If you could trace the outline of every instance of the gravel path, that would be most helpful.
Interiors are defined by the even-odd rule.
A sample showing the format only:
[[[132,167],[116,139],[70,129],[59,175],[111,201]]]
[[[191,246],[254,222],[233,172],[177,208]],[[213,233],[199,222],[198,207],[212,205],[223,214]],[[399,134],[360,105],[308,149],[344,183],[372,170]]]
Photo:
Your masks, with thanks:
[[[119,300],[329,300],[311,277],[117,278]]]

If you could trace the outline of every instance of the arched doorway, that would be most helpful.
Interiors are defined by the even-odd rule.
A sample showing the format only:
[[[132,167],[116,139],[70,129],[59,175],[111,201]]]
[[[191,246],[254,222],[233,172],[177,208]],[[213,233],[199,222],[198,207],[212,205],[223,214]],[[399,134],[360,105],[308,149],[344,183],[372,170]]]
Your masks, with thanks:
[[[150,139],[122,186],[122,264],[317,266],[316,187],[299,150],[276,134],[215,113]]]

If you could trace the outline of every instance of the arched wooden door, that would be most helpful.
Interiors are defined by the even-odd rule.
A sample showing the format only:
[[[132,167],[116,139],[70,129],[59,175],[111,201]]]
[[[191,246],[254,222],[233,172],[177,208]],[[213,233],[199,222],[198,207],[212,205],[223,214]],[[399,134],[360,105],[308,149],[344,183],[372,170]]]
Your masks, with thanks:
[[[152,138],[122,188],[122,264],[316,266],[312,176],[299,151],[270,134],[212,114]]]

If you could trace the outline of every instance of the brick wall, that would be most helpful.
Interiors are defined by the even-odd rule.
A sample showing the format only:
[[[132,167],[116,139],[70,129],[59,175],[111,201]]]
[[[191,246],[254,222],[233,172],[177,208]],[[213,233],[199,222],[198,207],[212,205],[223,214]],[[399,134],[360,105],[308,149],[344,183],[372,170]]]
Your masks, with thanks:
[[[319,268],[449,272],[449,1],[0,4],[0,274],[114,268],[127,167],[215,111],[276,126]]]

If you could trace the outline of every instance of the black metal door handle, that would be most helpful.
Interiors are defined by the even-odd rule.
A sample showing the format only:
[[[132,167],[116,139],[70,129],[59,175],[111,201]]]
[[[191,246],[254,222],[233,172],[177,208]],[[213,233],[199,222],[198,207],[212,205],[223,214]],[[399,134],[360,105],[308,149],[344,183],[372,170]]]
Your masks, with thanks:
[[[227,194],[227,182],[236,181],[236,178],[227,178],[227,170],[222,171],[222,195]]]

*TASK BRIEF*: Your job is to print all of the material again, word for word.

*TASK RESPONSE*:
If you could trace the outline of every instance of the gravel path, that would be most helpful.
Interiors are defined by the even-odd rule.
A sample showing the format only:
[[[132,167],[116,139],[70,129],[59,175],[111,201]]]
[[[191,246],[254,222],[233,172],[177,208]],[[213,233],[199,222],[198,207],[212,205],[223,214]],[[399,134],[360,105],[308,149],[344,183],[372,170]]]
Photo:
Your masks, with thanks:
[[[119,300],[329,300],[311,277],[117,278]]]

If you could trace the outline of every instance of the arched doorway, that would be most helpful.
Interiors are defined by the even-odd rule.
A sample showing the format only:
[[[132,167],[116,139],[70,129],[59,175],[111,201]]]
[[[191,246],[254,222],[233,172],[177,208]],[[213,233],[199,222],[198,207],[212,205],[223,214]],[[399,134],[360,105],[308,149],[344,183],[372,170]]]
Your masks, with thanks:
[[[150,139],[122,186],[122,264],[317,266],[316,187],[299,150],[276,134],[215,113]]]

If you could trace the outline of every instance of the arched wooden door, that would be most helpful.
Interiors are defined by the even-odd rule.
A sample showing the format only:
[[[132,167],[116,139],[70,129],[59,175],[111,201]]]
[[[191,246],[254,222],[233,172],[177,208]],[[213,233],[199,222],[198,207],[212,205],[223,214]],[[399,134],[360,105],[308,149],[344,183],[372,170]]]
Your masks, with thanks:
[[[152,138],[122,188],[122,264],[316,266],[312,176],[299,151],[270,134],[212,114]]]

If you could trace the outline of every instance of the brick wall, that would be most helpful.
Interiors are defined by the even-odd rule.
A sample showing the format only:
[[[132,167],[116,139],[70,129],[59,175],[111,201]]]
[[[191,246],[254,222],[233,172],[177,208]],[[213,233],[199,222],[198,207],[212,205],[223,214]],[[399,134],[360,105],[308,149],[344,183],[372,170]]]
Your masks, with thanks:
[[[319,268],[449,272],[449,1],[0,4],[0,274],[114,268],[127,167],[215,111],[276,126]]]

If you could trace the outline of every instance of the black metal door handle, that would be most helpful.
Interiors are defined by the even-odd rule.
A sample showing the format only:
[[[132,167],[116,139],[70,129],[59,175],[111,201]]]
[[[191,246],[254,222],[233,172],[177,208]],[[213,233],[199,222],[198,207],[212,205],[223,214]],[[399,134],[360,105],[308,149],[344,183],[372,170]]]
Your masks, with thanks:
[[[227,194],[227,182],[236,181],[236,178],[227,178],[227,170],[222,171],[222,195]]]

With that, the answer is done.